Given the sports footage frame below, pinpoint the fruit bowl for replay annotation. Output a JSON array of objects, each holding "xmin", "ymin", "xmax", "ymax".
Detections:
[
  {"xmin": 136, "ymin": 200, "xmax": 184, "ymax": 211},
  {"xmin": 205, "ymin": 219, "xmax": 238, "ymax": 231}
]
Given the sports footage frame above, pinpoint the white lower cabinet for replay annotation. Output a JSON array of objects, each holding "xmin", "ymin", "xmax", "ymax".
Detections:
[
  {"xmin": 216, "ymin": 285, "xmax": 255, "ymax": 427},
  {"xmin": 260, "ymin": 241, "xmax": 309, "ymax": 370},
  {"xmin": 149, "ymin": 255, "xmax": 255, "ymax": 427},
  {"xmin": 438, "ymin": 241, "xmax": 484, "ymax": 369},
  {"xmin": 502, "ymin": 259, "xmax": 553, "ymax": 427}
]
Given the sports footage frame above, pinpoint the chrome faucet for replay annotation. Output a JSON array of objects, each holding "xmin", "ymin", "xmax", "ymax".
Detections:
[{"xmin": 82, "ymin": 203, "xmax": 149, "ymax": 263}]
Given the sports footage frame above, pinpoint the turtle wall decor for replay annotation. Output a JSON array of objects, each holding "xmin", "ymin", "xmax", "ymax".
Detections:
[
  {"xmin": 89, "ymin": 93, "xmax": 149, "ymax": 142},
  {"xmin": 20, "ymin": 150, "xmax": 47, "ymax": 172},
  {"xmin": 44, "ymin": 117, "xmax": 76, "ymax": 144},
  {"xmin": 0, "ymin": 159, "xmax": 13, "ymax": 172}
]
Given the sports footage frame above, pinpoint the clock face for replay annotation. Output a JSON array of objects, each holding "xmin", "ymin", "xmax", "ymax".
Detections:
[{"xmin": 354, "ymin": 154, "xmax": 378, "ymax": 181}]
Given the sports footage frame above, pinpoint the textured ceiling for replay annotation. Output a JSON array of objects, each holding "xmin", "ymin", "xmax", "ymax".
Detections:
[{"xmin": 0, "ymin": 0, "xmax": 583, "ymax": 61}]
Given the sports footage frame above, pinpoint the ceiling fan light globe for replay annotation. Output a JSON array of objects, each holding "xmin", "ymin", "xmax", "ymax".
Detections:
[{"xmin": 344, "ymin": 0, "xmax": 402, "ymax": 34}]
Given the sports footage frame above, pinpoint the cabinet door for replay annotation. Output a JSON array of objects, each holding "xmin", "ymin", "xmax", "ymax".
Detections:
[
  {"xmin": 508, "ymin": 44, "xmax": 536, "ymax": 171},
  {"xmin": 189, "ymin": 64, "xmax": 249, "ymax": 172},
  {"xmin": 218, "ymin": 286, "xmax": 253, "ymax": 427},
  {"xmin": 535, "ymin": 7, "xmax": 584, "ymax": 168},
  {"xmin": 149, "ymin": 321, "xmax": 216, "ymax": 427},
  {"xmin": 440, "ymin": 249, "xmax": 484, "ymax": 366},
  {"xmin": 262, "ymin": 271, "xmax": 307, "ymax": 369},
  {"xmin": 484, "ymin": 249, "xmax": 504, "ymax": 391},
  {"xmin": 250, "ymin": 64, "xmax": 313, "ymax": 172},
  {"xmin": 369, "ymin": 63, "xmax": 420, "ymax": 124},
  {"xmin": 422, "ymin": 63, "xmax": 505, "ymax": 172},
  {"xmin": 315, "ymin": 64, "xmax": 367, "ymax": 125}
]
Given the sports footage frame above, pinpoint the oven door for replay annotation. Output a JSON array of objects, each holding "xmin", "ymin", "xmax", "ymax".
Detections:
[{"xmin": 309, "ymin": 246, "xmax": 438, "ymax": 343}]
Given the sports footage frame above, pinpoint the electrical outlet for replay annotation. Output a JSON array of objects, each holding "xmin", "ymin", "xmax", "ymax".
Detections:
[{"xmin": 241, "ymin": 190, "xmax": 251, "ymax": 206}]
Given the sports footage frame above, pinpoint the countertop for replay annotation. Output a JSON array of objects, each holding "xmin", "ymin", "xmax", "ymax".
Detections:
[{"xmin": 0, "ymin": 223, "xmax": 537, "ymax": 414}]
--- --- ---
**EXERCISE PROMPT**
Lay out the part of the records that starts with the line containing "Given the sports footage frame above, pinpoint the countertop" and runs through the end of the records as a two-column CSV with the headers input_text and expected_output. Give one row per record, with its text and its answer each in a single quoted field and line breaks replaced by spaces.

**ANSWER TO THIS TASK**
input_text,expected_output
"Given the sports footage frame above, pinpoint the countertop for replay annotation. Output a JSON array of objects, each holding ""xmin"", ""ymin"", ""xmax"", ""ymax"". Detections:","[{""xmin"": 0, ""ymin"": 223, ""xmax"": 537, ""ymax"": 414}]"